Natural language region descriptions:

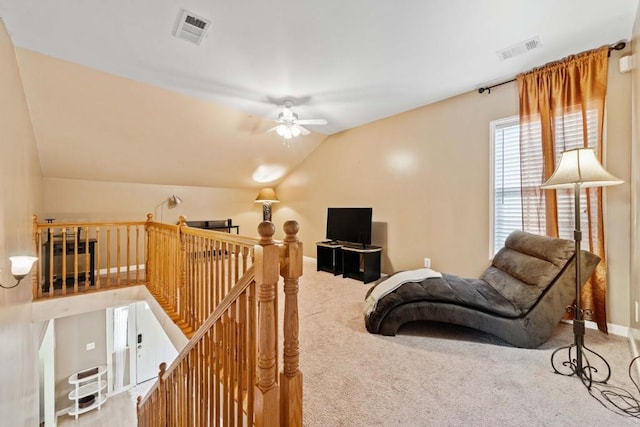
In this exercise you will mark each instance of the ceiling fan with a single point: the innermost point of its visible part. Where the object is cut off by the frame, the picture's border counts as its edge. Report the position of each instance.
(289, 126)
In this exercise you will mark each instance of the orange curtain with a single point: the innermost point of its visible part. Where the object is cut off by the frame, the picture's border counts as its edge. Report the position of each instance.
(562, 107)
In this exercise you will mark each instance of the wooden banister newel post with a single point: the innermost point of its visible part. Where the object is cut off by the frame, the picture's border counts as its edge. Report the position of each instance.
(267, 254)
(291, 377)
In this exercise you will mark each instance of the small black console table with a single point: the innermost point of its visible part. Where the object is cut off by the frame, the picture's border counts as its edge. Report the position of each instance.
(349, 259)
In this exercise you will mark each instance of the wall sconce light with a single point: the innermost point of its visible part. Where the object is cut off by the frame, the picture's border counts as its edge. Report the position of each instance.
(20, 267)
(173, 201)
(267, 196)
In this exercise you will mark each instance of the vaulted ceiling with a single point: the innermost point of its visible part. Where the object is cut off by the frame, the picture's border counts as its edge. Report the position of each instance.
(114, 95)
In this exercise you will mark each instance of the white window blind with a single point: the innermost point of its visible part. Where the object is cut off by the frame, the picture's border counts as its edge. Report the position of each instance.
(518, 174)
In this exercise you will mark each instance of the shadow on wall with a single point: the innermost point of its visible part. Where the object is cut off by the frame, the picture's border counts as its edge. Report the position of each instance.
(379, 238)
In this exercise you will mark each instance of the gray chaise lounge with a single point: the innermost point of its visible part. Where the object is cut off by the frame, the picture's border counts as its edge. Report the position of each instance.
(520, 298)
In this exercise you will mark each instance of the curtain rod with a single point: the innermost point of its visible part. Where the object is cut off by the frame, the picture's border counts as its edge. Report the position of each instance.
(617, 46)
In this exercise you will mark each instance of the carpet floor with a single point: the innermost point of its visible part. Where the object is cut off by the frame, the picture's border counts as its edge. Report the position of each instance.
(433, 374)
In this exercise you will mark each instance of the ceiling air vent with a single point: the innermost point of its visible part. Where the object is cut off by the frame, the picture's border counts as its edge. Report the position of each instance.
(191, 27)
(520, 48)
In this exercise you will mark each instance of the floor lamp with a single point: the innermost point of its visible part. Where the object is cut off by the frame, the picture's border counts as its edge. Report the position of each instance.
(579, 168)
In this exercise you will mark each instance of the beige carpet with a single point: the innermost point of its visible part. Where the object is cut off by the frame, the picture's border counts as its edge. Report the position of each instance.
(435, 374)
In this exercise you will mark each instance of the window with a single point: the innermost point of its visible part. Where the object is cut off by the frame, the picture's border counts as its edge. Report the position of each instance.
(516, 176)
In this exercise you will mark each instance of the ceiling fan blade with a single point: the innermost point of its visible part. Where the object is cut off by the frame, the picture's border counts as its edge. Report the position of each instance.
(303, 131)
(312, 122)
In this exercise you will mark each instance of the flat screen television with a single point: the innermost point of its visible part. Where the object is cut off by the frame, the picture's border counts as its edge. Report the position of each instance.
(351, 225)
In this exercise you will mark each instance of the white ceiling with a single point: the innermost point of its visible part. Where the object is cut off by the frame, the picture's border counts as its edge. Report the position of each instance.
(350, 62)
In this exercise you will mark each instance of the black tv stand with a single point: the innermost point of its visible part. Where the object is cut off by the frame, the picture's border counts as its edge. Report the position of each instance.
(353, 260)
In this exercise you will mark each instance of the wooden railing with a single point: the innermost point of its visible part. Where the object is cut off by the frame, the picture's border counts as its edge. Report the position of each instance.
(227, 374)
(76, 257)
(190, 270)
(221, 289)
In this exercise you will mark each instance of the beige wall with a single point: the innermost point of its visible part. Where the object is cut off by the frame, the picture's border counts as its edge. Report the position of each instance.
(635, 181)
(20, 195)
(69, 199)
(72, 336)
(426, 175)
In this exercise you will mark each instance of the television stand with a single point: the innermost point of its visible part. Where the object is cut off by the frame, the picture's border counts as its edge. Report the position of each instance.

...

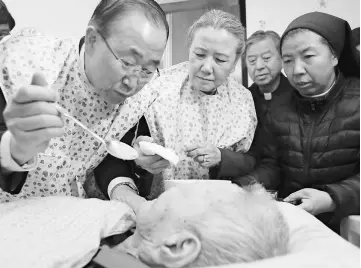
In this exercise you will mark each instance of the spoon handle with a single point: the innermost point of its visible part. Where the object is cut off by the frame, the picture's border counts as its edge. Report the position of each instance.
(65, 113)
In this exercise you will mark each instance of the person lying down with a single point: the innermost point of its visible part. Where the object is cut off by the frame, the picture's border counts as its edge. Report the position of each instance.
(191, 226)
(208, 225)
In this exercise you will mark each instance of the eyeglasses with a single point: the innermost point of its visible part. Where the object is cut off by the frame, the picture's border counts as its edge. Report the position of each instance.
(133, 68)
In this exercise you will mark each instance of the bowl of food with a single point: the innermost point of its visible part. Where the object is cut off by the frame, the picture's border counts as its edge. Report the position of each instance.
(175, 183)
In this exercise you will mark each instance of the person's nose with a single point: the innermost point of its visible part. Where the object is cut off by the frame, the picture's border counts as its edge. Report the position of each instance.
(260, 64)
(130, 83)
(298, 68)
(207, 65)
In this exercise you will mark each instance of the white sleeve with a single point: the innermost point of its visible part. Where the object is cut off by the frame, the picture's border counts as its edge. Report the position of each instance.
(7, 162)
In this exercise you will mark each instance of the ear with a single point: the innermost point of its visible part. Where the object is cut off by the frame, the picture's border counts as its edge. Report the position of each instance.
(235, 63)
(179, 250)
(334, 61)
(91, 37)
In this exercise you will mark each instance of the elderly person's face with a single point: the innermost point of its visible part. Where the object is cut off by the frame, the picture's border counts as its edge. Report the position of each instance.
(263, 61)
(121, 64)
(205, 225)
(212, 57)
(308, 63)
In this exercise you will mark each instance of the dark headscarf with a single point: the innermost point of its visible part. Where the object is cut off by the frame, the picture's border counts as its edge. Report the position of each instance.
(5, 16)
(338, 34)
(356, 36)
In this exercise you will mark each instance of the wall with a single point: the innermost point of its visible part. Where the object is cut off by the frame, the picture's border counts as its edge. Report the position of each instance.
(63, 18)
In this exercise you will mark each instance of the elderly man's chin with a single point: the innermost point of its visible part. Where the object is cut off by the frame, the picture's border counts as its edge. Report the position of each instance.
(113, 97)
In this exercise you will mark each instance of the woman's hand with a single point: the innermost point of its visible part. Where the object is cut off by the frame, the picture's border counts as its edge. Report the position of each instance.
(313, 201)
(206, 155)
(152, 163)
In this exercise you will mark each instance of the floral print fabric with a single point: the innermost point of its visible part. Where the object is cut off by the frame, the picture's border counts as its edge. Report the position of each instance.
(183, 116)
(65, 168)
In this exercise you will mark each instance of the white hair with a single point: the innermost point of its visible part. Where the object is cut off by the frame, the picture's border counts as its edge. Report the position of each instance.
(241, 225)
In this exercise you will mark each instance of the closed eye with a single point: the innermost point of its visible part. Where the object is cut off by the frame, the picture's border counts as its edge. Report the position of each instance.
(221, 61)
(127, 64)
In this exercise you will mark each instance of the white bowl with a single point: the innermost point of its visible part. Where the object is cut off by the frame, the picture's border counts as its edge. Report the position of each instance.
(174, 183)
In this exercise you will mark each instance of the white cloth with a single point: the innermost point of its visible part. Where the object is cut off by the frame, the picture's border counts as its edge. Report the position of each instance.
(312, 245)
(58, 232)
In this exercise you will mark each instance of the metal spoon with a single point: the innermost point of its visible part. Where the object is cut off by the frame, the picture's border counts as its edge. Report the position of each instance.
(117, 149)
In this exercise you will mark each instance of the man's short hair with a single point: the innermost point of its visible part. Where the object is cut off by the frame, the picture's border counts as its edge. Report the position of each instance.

*To do:* The response must hold only the lines above from the line with "In this exercise you will mark each instance of the black" through the line with "In this exercise you will mark each instance of the television", each copied exactly, both ends kept.

*Problem solution:*
In this exercise you will mark each instance of the black tv stand with a single point: the innermost point of its visible part. Where the object is cut off by the frame, the picture's border counts as its edge. Report the position of each instance.
(353, 260)
In this exercise you will mark each instance of the wooden railing with a single point: the innermost point of its visible part. Where the object is cut off by the frame, the picture's border counts as its edge. Report the position of each instance.
(227, 374)
(76, 257)
(190, 270)
(221, 289)
In this exercise you will mark each instance of the beige wall with a single point: the innermost point of its visible part. Where the object is cut off by the frame, the picture's border counts as its edge. Report the position of each instance.
(635, 181)
(20, 195)
(69, 199)
(72, 336)
(426, 175)
In this exercise you will mark each instance of the television stand with a single point: the innermost point of its visible part. Where the object is cut off by the frame, the picture's border counts as its edge. Report the position of each instance.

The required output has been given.